• EXERCISE MATERIAL:
----
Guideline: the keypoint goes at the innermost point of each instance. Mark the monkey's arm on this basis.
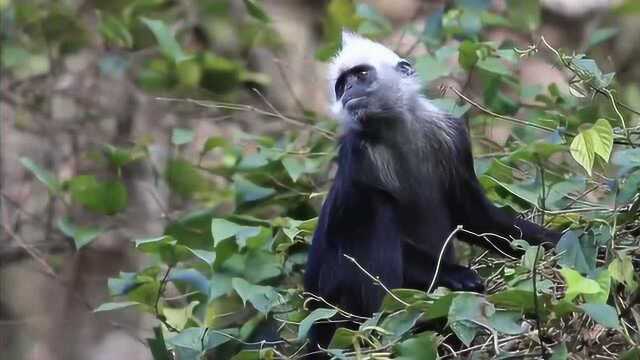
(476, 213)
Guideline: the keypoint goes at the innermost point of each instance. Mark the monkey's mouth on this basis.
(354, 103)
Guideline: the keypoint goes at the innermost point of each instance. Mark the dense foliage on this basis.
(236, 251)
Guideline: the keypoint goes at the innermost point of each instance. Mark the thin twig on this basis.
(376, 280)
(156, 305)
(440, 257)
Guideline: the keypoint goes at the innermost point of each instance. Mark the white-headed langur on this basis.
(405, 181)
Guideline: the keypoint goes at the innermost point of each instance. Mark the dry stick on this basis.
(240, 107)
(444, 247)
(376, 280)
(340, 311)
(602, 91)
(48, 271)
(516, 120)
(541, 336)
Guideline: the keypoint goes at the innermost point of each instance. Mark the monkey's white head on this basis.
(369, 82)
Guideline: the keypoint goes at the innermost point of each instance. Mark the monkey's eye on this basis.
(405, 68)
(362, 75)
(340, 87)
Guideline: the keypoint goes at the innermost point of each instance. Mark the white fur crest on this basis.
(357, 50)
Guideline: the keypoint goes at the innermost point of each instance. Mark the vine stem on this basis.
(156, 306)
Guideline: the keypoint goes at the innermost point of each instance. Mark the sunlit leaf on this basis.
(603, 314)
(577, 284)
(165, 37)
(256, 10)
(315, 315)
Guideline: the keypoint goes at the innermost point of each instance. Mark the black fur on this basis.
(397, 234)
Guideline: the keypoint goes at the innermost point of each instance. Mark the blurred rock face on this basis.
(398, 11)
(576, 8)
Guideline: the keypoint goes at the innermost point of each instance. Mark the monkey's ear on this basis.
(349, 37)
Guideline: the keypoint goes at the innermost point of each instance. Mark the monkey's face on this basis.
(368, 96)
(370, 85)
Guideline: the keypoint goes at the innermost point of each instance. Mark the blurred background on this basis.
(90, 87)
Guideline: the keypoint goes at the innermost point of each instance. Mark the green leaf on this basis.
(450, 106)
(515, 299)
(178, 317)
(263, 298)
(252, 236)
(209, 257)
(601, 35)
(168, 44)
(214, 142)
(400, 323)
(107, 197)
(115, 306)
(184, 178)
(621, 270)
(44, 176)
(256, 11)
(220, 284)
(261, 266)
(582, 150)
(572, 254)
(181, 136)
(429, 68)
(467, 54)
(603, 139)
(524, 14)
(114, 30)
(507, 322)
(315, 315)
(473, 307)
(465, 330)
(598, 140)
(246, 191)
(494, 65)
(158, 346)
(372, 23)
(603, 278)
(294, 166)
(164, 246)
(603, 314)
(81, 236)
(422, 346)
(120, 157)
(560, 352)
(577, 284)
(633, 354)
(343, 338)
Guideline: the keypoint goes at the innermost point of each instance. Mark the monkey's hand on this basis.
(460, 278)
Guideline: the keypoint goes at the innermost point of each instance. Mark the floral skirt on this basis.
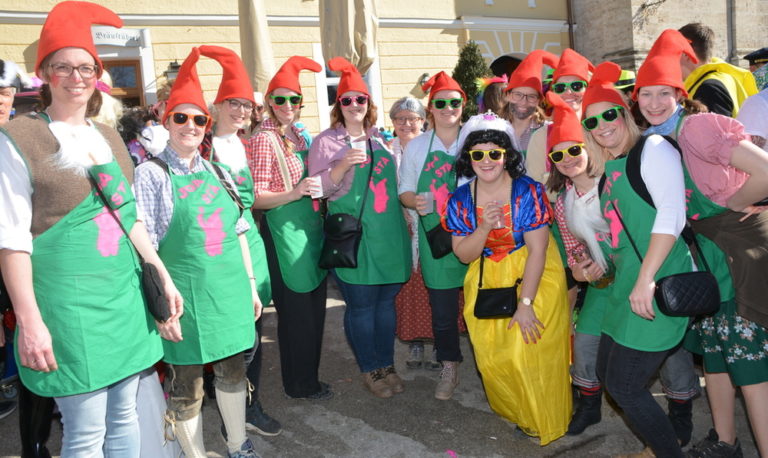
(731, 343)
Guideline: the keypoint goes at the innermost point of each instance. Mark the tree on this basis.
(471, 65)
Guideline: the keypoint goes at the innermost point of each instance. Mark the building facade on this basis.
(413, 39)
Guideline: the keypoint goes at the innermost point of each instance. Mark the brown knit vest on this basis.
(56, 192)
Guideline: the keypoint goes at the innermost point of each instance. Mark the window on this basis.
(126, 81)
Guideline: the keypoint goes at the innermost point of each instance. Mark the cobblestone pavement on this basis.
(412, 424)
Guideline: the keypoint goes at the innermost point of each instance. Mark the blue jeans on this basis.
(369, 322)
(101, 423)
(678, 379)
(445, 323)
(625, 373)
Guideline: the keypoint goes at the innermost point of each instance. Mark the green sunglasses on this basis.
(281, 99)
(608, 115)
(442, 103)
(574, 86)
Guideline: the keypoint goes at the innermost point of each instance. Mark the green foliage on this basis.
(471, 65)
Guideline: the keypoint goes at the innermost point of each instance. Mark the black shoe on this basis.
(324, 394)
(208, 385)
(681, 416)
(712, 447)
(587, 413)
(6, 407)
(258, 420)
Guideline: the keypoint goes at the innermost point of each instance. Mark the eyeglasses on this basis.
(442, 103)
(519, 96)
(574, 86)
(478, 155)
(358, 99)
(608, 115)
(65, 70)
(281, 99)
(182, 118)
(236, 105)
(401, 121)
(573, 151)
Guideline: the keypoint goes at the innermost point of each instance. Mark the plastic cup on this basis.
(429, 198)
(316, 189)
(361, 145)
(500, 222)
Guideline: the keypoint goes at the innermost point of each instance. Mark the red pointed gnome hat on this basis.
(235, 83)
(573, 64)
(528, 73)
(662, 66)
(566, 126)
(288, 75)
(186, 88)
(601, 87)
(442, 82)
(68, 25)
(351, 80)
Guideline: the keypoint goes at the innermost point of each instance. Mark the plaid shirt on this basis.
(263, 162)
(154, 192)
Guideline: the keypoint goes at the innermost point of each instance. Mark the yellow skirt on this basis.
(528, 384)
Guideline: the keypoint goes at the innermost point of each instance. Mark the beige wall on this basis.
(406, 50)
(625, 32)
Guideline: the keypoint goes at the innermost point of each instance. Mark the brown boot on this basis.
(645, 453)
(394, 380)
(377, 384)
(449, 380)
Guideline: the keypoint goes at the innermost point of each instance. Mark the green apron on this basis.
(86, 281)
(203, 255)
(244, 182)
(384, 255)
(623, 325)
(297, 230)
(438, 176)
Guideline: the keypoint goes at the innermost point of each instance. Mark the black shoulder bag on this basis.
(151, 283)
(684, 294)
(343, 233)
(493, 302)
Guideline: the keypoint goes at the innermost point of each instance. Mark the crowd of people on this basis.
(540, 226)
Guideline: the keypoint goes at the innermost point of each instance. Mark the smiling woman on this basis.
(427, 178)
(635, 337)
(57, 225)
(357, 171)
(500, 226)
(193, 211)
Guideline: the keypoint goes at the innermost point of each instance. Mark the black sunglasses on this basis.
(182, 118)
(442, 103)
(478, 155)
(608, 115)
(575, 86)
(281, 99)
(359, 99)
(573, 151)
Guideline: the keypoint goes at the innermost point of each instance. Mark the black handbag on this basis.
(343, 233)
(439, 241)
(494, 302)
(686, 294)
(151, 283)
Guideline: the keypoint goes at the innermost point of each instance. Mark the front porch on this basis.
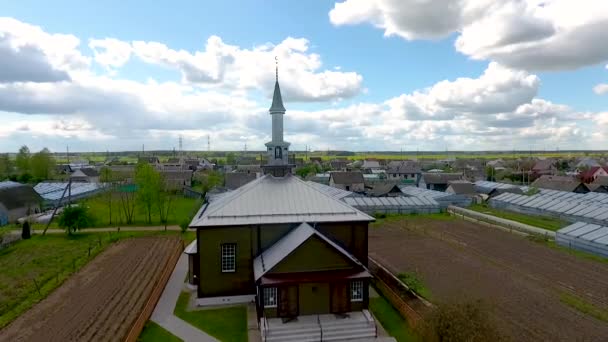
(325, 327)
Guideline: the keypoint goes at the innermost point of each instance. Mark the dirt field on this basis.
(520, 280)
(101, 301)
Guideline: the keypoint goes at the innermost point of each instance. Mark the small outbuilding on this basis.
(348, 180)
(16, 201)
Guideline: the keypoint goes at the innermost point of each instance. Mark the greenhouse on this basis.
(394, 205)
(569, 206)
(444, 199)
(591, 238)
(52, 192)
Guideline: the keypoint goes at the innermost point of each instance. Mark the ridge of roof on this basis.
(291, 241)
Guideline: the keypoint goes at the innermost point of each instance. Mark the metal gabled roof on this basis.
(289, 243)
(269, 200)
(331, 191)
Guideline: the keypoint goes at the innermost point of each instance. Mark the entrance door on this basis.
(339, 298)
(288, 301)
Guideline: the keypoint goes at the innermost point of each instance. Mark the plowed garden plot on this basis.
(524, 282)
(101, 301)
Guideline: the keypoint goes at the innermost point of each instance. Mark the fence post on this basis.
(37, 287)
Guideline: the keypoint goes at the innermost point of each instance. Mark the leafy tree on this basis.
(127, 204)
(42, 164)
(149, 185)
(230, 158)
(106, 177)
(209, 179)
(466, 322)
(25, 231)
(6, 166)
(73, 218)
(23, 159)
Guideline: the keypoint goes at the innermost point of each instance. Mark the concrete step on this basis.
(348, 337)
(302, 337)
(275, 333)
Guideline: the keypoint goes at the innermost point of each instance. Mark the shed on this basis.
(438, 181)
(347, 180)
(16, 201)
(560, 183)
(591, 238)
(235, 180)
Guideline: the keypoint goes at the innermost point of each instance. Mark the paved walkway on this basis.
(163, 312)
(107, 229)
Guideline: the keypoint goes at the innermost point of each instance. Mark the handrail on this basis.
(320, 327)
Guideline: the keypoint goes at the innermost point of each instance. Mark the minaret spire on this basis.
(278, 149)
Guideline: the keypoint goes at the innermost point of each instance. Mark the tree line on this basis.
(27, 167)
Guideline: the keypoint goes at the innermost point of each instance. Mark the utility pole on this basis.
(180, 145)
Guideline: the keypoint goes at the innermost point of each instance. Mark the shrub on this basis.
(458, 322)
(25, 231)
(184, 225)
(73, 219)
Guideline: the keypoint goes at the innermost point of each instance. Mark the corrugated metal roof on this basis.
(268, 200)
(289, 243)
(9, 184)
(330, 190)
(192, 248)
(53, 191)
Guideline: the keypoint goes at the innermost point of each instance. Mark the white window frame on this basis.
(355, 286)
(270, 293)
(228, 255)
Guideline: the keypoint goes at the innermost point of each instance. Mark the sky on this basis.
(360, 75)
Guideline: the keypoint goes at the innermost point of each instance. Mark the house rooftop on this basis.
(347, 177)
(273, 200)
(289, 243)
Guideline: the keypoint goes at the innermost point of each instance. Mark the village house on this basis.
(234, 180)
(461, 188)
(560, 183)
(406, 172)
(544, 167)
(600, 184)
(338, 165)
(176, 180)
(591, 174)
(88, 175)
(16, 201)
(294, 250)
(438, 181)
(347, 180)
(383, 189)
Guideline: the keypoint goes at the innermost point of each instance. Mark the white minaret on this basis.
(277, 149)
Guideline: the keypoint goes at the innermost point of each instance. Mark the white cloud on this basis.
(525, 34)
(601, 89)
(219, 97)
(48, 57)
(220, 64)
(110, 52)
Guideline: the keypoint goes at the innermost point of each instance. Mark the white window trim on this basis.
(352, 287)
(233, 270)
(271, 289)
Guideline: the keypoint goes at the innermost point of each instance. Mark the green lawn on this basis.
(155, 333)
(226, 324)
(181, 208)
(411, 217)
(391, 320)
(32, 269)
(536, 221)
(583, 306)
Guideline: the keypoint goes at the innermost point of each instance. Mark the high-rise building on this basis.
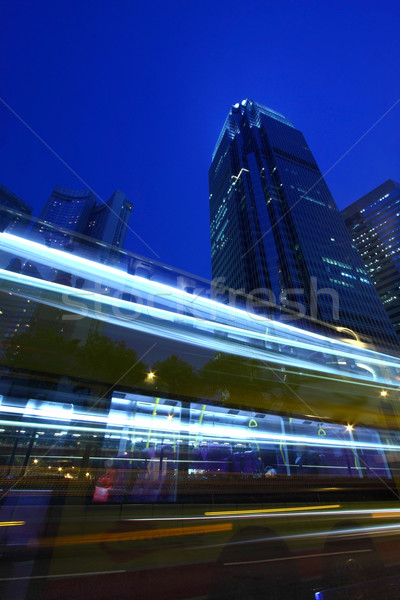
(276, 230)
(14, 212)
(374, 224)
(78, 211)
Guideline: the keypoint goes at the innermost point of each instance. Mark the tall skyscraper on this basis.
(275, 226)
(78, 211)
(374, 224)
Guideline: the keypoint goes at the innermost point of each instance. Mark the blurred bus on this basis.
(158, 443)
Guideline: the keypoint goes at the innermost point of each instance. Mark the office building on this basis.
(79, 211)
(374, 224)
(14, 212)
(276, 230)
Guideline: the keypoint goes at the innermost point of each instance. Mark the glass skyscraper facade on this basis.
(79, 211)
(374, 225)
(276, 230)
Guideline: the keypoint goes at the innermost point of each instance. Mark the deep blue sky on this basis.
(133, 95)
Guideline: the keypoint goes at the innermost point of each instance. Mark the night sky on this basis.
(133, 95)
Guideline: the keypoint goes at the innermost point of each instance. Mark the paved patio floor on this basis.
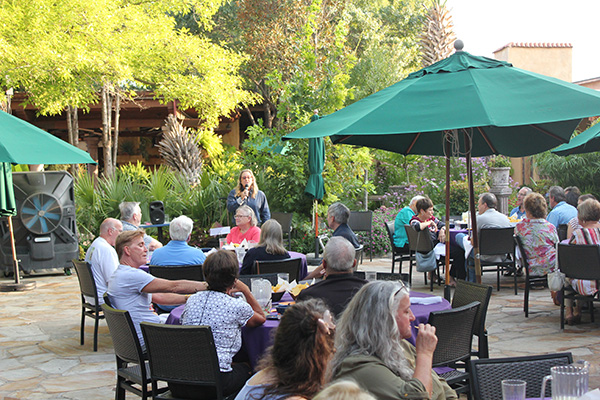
----
Please retype the lines from the one that contains "bus on this basis." to the final line of the records, both included, exactly as written and without any pictures.

Guideline: the keypoint goes at the innermost point of each instance. Mark the blurred bus on this basis.
(158, 443)
Guideline: the keypoint goes at the innermost point of each instance. Mark the office building on this basis.
(79, 211)
(374, 224)
(14, 212)
(276, 230)
Guideline: the keypoint goes at the innermost point of each instance. Mark the glass skyscraper facade on this basis.
(79, 211)
(374, 225)
(276, 230)
Guideline: the keypoint goes at the innermost point of each instance. Mark the deep blue sky on this basis.
(133, 95)
Guideline: the keypoint goes at the innermost point of each instance. Mark the night sky on this basis.
(133, 95)
Guideline: the keypoint goes at the innermost point of each instance. Mark the paved patio floor on this basis.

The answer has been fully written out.